--- Start of Records shown ---
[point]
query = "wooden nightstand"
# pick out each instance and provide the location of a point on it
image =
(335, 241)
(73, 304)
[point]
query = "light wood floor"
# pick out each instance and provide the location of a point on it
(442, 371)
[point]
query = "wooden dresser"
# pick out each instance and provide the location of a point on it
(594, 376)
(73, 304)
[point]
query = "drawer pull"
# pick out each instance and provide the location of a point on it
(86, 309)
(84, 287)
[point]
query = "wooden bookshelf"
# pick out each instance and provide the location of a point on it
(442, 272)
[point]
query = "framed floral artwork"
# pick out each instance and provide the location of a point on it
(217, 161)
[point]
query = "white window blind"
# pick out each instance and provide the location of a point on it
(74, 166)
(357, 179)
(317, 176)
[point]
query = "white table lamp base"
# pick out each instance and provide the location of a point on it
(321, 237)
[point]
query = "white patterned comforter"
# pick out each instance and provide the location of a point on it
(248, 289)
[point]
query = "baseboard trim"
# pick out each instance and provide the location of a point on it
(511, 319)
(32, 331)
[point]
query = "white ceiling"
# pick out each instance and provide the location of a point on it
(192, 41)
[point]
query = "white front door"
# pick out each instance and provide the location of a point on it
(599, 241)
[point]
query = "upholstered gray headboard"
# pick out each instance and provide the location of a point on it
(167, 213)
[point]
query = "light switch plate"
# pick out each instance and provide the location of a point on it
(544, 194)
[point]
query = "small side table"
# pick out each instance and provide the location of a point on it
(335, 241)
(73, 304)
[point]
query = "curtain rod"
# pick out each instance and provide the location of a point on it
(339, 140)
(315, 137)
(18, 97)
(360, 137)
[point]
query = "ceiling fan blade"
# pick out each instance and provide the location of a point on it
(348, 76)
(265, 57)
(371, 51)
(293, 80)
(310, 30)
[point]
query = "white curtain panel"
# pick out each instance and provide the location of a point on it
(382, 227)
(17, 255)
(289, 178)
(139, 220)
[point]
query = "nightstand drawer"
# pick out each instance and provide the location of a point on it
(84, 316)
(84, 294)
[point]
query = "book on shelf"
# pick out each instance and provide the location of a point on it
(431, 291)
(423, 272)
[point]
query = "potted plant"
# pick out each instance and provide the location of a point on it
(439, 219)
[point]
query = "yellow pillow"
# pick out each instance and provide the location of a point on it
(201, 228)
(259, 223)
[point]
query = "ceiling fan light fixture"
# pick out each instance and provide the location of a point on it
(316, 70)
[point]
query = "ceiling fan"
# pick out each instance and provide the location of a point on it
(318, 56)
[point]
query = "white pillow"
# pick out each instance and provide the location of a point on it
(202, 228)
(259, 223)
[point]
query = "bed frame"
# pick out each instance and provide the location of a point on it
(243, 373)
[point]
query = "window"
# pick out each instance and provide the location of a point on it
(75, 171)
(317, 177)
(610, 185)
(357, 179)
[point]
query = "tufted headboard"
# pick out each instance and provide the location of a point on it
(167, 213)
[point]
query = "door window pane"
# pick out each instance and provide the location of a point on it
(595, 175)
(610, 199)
--- End of Records shown ---
### Problem to work on
Repeat the material above in full, exactly as it stands.

### Expected answer
[point]
query = "wooden nightstand"
# pick out each instance and provide the location of a point on it
image =
(335, 241)
(73, 304)
[point]
query = "light wood floor"
# pick out each instance and provide the location of a point on it
(442, 371)
[point]
query = "wooden dresser"
# pick out each instance and provide the location of a point on it
(594, 376)
(73, 304)
[point]
query = "drawer pull"
# pick out each instance and provide the location of a point on it
(86, 309)
(84, 287)
[point]
query = "wooden bookshelf"
# pick out each instance and provide the location of a point on it
(442, 272)
[point]
query = "framed floral artwork"
# pick out each instance and provide the location of a point on it
(217, 161)
[point]
query = "white window blind"
# pick out each instance and provide the location of a point on it
(74, 166)
(357, 179)
(317, 176)
[point]
query = "white table lamp base"
# pick out each instance and provide the location of a point on it
(321, 237)
[point]
query = "white patterned comforter"
# pick out each instance and provide the location of a point on it
(248, 289)
[point]
query = "baseboard trim"
# pick out each instance and provide the location of a point on it
(511, 319)
(32, 331)
[point]
query = "white ceiling"
# pick out each instance and provide the location of a point on it
(192, 41)
[point]
query = "white front door"
# pick out each instance and provide the location of a point on it
(599, 241)
[point]
query = "upholstered gray headboard"
# pick out each instance and provide the location of a point on it
(167, 213)
[point]
query = "light switch plate"
# pick out each instance and provide the location of a point on it
(544, 194)
[point]
query = "small side table"
# pick out each instance and provide the location of a point on it
(335, 241)
(73, 304)
[point]
query = "curtain rod"
# pick out each instance and provide the location of a point on it
(339, 140)
(315, 137)
(18, 97)
(360, 137)
[point]
query = "ceiling fan blade"
# pick out each instance and provide the location of a point on it
(348, 76)
(265, 57)
(371, 51)
(293, 80)
(310, 30)
[point]
query = "white curtain panel"
# pick out each instance and provide the location of a point on it
(382, 227)
(17, 255)
(289, 178)
(139, 220)
[point]
query = "nightstand drawer"
# pick out each instance and provide the location of a point on it
(84, 316)
(84, 294)
[point]
query = "book on shelf"
# pick out each instance and provide the location of a point on it
(431, 291)
(423, 272)
[point]
query = "potted plant"
# pick out each instance and provide the location of a point on it
(439, 219)
[point]
query = "yellow pillow"
# pick out each instance and provide the location of a point on it
(201, 228)
(259, 223)
[point]
query = "ceiling fan light fixture"
# pick out each instance and provide the location of a point on it
(316, 70)
[point]
query = "ceiling fan"
# pick out each instance and provide the location of a point on it
(318, 56)
[point]
query = "white pillow"
# pick out each instance and provide the location of a point on it
(202, 228)
(259, 223)
[point]
query = "bed frame"
# pick out each instance and provide the location of a point on it
(243, 373)
[point]
query = "window"
# pick out each instance and provide the location of a point on it
(75, 171)
(317, 177)
(610, 185)
(357, 179)
[point]
query = "tufted headboard"
# pick out each instance and provide the location of a point on it
(167, 213)
[point]
query = "door window pane"
# pick out each instance and provide the location of a point on it
(595, 175)
(610, 199)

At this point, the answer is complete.